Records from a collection
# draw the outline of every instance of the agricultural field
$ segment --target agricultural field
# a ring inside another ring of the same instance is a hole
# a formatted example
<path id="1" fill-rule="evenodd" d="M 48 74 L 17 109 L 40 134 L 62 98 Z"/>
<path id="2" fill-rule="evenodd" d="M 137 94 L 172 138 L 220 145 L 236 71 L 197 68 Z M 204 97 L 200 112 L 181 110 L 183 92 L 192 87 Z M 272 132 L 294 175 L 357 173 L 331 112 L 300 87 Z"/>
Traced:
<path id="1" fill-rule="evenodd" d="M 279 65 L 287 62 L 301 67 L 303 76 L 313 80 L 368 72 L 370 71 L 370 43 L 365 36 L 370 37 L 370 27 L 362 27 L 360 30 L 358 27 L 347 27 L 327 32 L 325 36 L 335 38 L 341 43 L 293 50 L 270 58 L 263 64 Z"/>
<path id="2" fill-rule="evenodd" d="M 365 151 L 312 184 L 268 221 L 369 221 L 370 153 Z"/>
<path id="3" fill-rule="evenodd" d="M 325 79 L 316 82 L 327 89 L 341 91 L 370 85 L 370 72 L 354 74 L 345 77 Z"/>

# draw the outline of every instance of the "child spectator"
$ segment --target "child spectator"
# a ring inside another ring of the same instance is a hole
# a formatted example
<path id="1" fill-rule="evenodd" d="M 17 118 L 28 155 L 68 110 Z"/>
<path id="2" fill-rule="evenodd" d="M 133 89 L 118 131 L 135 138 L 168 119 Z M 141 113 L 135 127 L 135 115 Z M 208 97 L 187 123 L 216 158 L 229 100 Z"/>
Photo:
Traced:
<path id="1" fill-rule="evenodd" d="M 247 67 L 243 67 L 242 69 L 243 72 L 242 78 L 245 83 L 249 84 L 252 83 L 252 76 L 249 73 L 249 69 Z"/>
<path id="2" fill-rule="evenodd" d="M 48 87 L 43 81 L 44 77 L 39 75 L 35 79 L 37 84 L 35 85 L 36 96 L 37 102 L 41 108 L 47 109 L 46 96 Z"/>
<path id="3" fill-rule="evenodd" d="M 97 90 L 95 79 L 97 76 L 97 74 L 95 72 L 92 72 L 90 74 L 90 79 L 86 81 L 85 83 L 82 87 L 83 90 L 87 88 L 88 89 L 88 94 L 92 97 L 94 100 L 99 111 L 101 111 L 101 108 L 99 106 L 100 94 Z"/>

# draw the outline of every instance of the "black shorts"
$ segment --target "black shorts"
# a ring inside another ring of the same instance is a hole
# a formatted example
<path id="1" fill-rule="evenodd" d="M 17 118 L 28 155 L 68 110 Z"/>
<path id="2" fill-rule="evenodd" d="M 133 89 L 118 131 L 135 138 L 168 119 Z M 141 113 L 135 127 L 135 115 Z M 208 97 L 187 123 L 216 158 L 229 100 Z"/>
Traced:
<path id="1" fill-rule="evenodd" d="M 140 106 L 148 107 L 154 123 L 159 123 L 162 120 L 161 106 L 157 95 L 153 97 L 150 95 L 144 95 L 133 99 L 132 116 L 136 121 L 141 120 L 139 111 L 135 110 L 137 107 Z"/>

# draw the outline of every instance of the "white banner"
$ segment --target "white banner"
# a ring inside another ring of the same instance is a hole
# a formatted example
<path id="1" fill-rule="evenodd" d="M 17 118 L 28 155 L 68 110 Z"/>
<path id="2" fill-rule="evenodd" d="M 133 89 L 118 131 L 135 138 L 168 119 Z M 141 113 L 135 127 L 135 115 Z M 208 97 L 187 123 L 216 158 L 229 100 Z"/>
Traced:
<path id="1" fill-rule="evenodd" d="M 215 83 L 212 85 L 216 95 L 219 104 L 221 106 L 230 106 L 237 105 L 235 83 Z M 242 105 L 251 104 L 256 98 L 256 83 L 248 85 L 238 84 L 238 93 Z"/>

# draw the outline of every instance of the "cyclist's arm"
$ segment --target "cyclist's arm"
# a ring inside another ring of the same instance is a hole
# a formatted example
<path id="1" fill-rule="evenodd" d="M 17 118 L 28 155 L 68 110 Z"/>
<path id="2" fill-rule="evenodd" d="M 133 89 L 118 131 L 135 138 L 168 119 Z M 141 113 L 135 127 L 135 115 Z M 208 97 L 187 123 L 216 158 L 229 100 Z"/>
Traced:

# Instructions for the task
Rewrite the listing, replacing each occurrence of "Traced" with "Outlined" and leaving everything else unchanged.

# Exercise answer
# draw the outline of every instance of the agricultural field
$ segment --target agricultural field
# a ring inside another ring of the same instance is a hole
# a formatted example
<path id="1" fill-rule="evenodd" d="M 48 74 L 17 109 L 40 134 L 62 98 Z"/>
<path id="2" fill-rule="evenodd" d="M 137 94 L 172 138 L 220 145 L 236 71 L 197 68 Z M 204 97 L 200 112 L 181 110 L 183 92 L 192 87 Z M 272 132 L 294 175 L 357 173 L 331 112 L 300 87 Z"/>
Outlined:
<path id="1" fill-rule="evenodd" d="M 279 65 L 287 62 L 301 67 L 303 76 L 313 80 L 368 72 L 370 71 L 370 43 L 365 36 L 370 37 L 370 27 L 362 27 L 360 30 L 358 27 L 347 27 L 327 32 L 325 36 L 335 38 L 341 43 L 293 50 L 270 58 L 263 64 Z"/>
<path id="2" fill-rule="evenodd" d="M 365 151 L 312 184 L 268 221 L 369 221 L 370 153 Z"/>
<path id="3" fill-rule="evenodd" d="M 325 79 L 316 82 L 327 89 L 341 91 L 370 85 L 370 72 L 354 74 L 345 77 Z"/>

# draw the outline of every instance of the "child spectator"
$ segment --target "child spectator"
# a ring inside another ring of the same instance is a hole
# a formatted example
<path id="1" fill-rule="evenodd" d="M 17 118 L 28 155 L 68 110 Z"/>
<path id="2" fill-rule="evenodd" d="M 133 89 L 118 131 L 135 138 L 168 119 Z M 141 113 L 135 127 L 135 115 Z M 208 97 L 187 123 L 216 158 L 229 100 Z"/>
Photo:
Outlined:
<path id="1" fill-rule="evenodd" d="M 247 67 L 243 67 L 242 69 L 243 72 L 242 78 L 245 83 L 249 84 L 252 83 L 252 76 L 249 73 L 249 69 Z"/>
<path id="2" fill-rule="evenodd" d="M 48 87 L 43 81 L 44 77 L 39 75 L 35 79 L 37 84 L 35 85 L 36 96 L 37 102 L 41 108 L 47 109 L 46 96 Z"/>
<path id="3" fill-rule="evenodd" d="M 97 90 L 95 79 L 97 76 L 97 74 L 95 72 L 92 72 L 90 74 L 90 79 L 86 81 L 85 83 L 82 87 L 83 90 L 87 88 L 88 89 L 88 94 L 92 97 L 94 100 L 99 111 L 101 111 L 101 108 L 99 106 L 100 94 Z"/>

# draw the outline of every instance of the "black shorts"
$ segment --target "black shorts"
# a ring inside another ring of the same instance is a hole
# a formatted example
<path id="1" fill-rule="evenodd" d="M 17 118 L 28 155 L 68 110 Z"/>
<path id="2" fill-rule="evenodd" d="M 133 89 L 118 131 L 135 138 L 168 119 Z M 141 113 L 135 127 L 135 115 Z M 208 97 L 187 123 L 216 158 L 229 100 Z"/>
Outlined:
<path id="1" fill-rule="evenodd" d="M 140 106 L 148 107 L 154 123 L 159 123 L 162 120 L 161 106 L 157 95 L 153 97 L 150 95 L 144 95 L 133 99 L 132 116 L 136 121 L 141 120 L 139 111 L 135 110 L 137 107 Z"/>

# draw the outline of every instance of the "white banner"
$ segment --target "white banner"
# a ring inside another ring of the same instance is a hole
# a formatted example
<path id="1" fill-rule="evenodd" d="M 17 118 L 28 155 L 68 110 Z"/>
<path id="2" fill-rule="evenodd" d="M 133 89 L 118 131 L 135 138 L 168 119 Z M 141 113 L 135 127 L 135 115 Z M 208 97 L 187 123 L 216 158 L 229 100 Z"/>
Outlined:
<path id="1" fill-rule="evenodd" d="M 215 83 L 212 85 L 216 95 L 219 104 L 221 106 L 230 106 L 237 105 L 235 83 Z M 242 105 L 251 104 L 256 98 L 256 83 L 248 85 L 238 84 L 238 93 Z"/>

# draw the outline of every instance of the "cyclist's arm"
$ segment --target "cyclist's arm"
# a ring inside another ring of the same instance is a hole
# a formatted example
<path id="1" fill-rule="evenodd" d="M 17 118 L 28 155 L 68 110 Z"/>
<path id="2" fill-rule="evenodd" d="M 133 89 L 118 131 L 135 138 L 168 119 Z M 141 113 L 135 127 L 135 115 Z M 208 97 L 187 123 L 216 158 L 229 100 Z"/>
Outlined:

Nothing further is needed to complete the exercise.